RECORD EXTRACTS:
----

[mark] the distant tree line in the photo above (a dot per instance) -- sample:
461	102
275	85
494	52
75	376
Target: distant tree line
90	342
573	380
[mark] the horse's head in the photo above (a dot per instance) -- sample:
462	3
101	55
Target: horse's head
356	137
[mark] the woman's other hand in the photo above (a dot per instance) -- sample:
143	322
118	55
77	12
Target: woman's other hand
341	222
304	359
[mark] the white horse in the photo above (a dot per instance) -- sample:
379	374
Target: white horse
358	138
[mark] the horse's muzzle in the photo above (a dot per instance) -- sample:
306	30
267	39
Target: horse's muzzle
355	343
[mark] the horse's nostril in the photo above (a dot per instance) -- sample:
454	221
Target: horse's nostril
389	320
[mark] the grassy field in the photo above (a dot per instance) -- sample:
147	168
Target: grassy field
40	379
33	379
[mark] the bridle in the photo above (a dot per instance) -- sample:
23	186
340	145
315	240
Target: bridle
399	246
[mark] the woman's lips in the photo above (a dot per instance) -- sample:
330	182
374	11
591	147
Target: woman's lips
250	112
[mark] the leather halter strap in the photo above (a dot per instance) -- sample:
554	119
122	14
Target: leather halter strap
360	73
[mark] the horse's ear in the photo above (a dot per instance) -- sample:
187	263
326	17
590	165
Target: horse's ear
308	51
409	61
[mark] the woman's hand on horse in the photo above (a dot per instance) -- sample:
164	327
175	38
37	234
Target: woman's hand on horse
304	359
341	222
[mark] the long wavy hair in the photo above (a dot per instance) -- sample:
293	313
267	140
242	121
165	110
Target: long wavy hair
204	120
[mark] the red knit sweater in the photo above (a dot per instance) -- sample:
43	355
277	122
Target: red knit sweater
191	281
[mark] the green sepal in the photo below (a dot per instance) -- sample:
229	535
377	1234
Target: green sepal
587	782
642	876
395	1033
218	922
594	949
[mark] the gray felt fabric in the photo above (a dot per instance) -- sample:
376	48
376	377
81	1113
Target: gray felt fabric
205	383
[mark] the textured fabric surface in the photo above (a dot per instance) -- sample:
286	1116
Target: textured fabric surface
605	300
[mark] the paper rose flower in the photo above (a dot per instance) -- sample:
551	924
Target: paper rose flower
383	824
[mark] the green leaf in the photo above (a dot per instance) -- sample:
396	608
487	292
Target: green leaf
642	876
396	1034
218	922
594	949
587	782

----

PROMPT:
The full set of records, transcribed exactly, is the answer.

RESULT OF THE TASK:
[mark] the distant tree line in the photo above (a dot per instance) -- sample:
461	102
275	85
494	52
75	376
Target: distant tree line
90	342
573	380
[mark] the horse's head in the photo above (a dot per instance) -- sample:
462	3
101	55
Target: horse's head
356	137
[mark] the woman's other hand in the photo above (a dot per instance) -- sample:
143	322
118	55
77	12
Target: woman's other hand
341	222
304	359
[mark] the white horse in the photo above (a dot per instance) -- sample:
379	374
Target: white horse
358	138
[mark] the horse's muzzle in the photo above (a dot per instance) -- sample:
306	30
267	39
Target: horse's muzzle
355	343
[mark] the horse's nostril in the photo above (a dot per instance) -- sample:
454	221
Target: horse's nostril
389	320
[mark] the grassy field in the photo above (a dot per instance) -- sample:
147	168
Target: grassy field
40	379
33	379
[mark] the bridle in the photo above (a dot per instance) -- sample:
23	186
340	145
315	240
Target: bridle
399	246
[mark] the woman's lips in the photo above (a dot per instance) -- sample:
330	182
374	11
591	147
Target: woman's lips
250	112
[mark] the leather halter strap in the photo above (a dot per instance) -- sample:
554	119
122	14
Target: leather halter strap
360	73
[mark] the horse's ear in the photo above (a dot per instance) -- sample:
187	263
326	17
590	165
Target: horse's ear
308	51
409	61
[mark] the woman's hand on horse in the photo above (a dot per instance) -- sample:
164	327
175	38
37	234
Target: woman's hand on horse
304	359
341	222
[mark] the long wavy hair in the photo above (a dot per instance) -- sample:
293	313
267	140
242	121
165	110
Target: long wavy hair
204	120
[mark] the red knit sweater in the photo above (a dot per instance) -- sample:
43	355
277	122
Target: red knit sweater
191	281
[mark] the green sepal in the photo below (a dot per instance) -- sample:
229	535
377	1234
Target: green sepal
587	782
642	876
395	1033
218	922
594	949
[mark] the gray felt fabric in the photo above (a dot per instance) -- sample:
376	48
376	377
81	1113
Target: gray felt fabric
205	383
[mark] the textured fabric surface in the photo above (a dot per instance) -- sample:
286	1116
Target: textured fabric surface
605	300
[mark] the paper rose flower in the photo above (a dot per instance) -- sample:
551	924
Target: paper rose flower
383	824
[mark] the green leaf in the photo above (a dot per instance) -- sample:
396	608
487	292
Target: green leaf
642	876
396	1034
218	922
594	949
587	782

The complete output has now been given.